▸ **To be done**
Retype each of the following lines verbatim, with no changes.

▸ **Material to process**
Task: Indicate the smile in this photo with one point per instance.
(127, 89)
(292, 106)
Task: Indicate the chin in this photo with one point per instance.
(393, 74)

▸ **Output for this task**
Task: Indicate the smile in this photo with one point per instance.
(127, 89)
(292, 106)
Task: Indicate the chin in this photo with one point per instance.
(393, 74)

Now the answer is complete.